*** Given data ***

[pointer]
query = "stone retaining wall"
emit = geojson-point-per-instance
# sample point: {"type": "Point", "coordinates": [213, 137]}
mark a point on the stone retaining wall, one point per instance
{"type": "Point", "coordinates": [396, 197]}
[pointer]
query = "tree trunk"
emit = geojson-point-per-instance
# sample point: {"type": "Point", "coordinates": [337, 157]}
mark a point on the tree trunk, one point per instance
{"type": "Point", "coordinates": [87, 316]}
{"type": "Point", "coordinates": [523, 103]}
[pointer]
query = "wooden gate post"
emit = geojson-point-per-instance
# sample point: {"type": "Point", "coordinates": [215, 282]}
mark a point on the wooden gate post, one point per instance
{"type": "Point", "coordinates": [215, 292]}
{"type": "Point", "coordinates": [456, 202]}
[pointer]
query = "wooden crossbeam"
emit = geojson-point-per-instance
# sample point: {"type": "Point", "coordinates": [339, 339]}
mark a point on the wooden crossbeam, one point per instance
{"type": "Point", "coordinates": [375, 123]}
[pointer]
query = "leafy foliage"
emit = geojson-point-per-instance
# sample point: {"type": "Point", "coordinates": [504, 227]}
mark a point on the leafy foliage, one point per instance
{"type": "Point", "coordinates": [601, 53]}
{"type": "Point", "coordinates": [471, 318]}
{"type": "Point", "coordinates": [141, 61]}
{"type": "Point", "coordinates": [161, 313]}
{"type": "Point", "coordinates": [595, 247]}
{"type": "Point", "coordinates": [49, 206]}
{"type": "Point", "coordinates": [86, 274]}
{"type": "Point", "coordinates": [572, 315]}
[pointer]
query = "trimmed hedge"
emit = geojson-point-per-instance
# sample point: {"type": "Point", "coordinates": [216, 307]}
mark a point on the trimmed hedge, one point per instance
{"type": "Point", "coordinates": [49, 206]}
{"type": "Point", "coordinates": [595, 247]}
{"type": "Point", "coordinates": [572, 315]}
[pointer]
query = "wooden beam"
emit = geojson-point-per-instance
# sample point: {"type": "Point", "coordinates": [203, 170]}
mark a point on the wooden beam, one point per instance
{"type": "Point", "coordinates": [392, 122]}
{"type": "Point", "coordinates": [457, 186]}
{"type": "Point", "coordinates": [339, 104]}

*** End of Given data ***

Task item: Every entry above should be duplicated exactly.

Result of the exercise:
[pointer]
query = "stone retaining wall"
emit = geojson-point-per-instance
# sample point: {"type": "Point", "coordinates": [213, 137]}
mark a point on the stone retaining wall, one point per instance
{"type": "Point", "coordinates": [396, 197]}
[pointer]
query = "tree trunk"
emit = geojson-point-per-instance
# sample point: {"type": "Point", "coordinates": [337, 157]}
mark a point on the tree trunk, one point per instance
{"type": "Point", "coordinates": [87, 316]}
{"type": "Point", "coordinates": [523, 103]}
[pointer]
query = "wooden gate post"
emit = geojson-point-per-instance
# sample point: {"type": "Point", "coordinates": [215, 282]}
mark a point on the wooden gate post, one point per instance
{"type": "Point", "coordinates": [215, 292]}
{"type": "Point", "coordinates": [456, 202]}
[pointer]
query = "wooden crossbeam"
emit = geojson-point-per-instance
# sample point: {"type": "Point", "coordinates": [339, 339]}
mark a point on the wooden crossbeam, one point per instance
{"type": "Point", "coordinates": [375, 123]}
[pointer]
query = "leafy foliage"
emit = geojson-point-per-instance
# sample point: {"type": "Point", "coordinates": [504, 227]}
mark a point on the leafy foliage, one point per instance
{"type": "Point", "coordinates": [601, 53]}
{"type": "Point", "coordinates": [471, 318]}
{"type": "Point", "coordinates": [141, 61]}
{"type": "Point", "coordinates": [161, 313]}
{"type": "Point", "coordinates": [595, 247]}
{"type": "Point", "coordinates": [49, 206]}
{"type": "Point", "coordinates": [86, 274]}
{"type": "Point", "coordinates": [572, 315]}
[pointer]
query = "trimmed hedge"
emit = geojson-point-per-instance
# sample point: {"type": "Point", "coordinates": [216, 307]}
mark a point on the trimmed hedge, one point per instance
{"type": "Point", "coordinates": [49, 206]}
{"type": "Point", "coordinates": [595, 247]}
{"type": "Point", "coordinates": [572, 315]}
[pointer]
query = "wooden beam"
emit = geojson-point-per-instance
# sample point: {"type": "Point", "coordinates": [203, 170]}
mark a point on the wooden beam, one point per instance
{"type": "Point", "coordinates": [392, 122]}
{"type": "Point", "coordinates": [457, 186]}
{"type": "Point", "coordinates": [339, 104]}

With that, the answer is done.